**Supplied records:**
-*-*-
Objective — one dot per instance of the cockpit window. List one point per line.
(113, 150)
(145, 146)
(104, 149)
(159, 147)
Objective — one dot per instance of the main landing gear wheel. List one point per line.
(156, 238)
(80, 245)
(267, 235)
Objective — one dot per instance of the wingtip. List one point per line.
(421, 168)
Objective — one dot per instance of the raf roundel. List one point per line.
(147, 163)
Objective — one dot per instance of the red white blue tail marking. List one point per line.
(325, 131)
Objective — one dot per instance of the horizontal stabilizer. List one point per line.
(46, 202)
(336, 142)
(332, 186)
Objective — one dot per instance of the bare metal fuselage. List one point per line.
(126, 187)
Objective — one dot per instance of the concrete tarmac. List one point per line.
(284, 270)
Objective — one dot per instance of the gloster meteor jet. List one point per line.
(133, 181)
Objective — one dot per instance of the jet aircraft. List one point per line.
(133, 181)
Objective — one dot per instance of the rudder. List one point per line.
-*-*-
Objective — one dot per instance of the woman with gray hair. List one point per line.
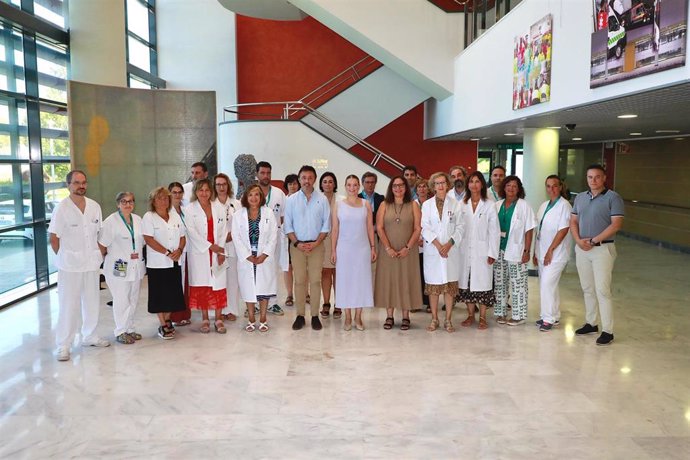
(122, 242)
-*-*-
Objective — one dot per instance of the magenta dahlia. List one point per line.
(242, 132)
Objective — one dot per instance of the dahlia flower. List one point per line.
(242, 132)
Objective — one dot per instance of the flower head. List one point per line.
-*-*-
**What is needed:** Can you convert the items into a Markdown table with the columns Row and Line, one row number and one line per row, skipping blank lines? Begin at the line that has "Objective — one dot per instance of the cockpit" and stop after the line that has "Objective — one dot per instance of the rudder.".

**Expected answer:**
| Row | Line |
|---|---|
| 1 | Objective — one dot per instance of the cockpit window. List one point per line. |
| 2 | (113, 150) |
| 3 | (145, 146) |
| 4 | (104, 149) |
| 5 | (159, 147) |
| 6 | Objective — one dot per instance of the main landing gear wheel. List one point per line. |
| 7 | (156, 238) |
| 8 | (80, 245) |
| 9 | (267, 235) |
| 10 | Objective — one dot per instance of the wingtip. List one point per line. |
| 11 | (421, 168) |
| 12 | Objective — one dot per instance of the raf roundel. List one point per line. |
| 13 | (147, 163) |
| 14 | Objective — one dot per instance of the red white blue tail marking. List one point per line. |
| 15 | (325, 131) |
| 16 | Objective — one dot per instance of the horizontal stabilizer. List one point per line. |
| 17 | (46, 202) |
| 18 | (336, 142) |
| 19 | (332, 186) |
| 20 | Objective — one dot per instance of the bare metal fuselage. List one point per line. |
| 21 | (126, 187) |
| 22 | Objective — one dot per instance of the concrete tarmac. List one point per line. |
| 23 | (284, 270) |
| 24 | Objective — one dot per instance of the gloster meteor jet. List one point per line. |
| 25 | (133, 181) |
| 26 | Objective — one dot per instance of the jet aircraft. List one point per line. |
| 27 | (133, 181) |
| 28 | Objective — one dot per instance of the rudder. List one point per line. |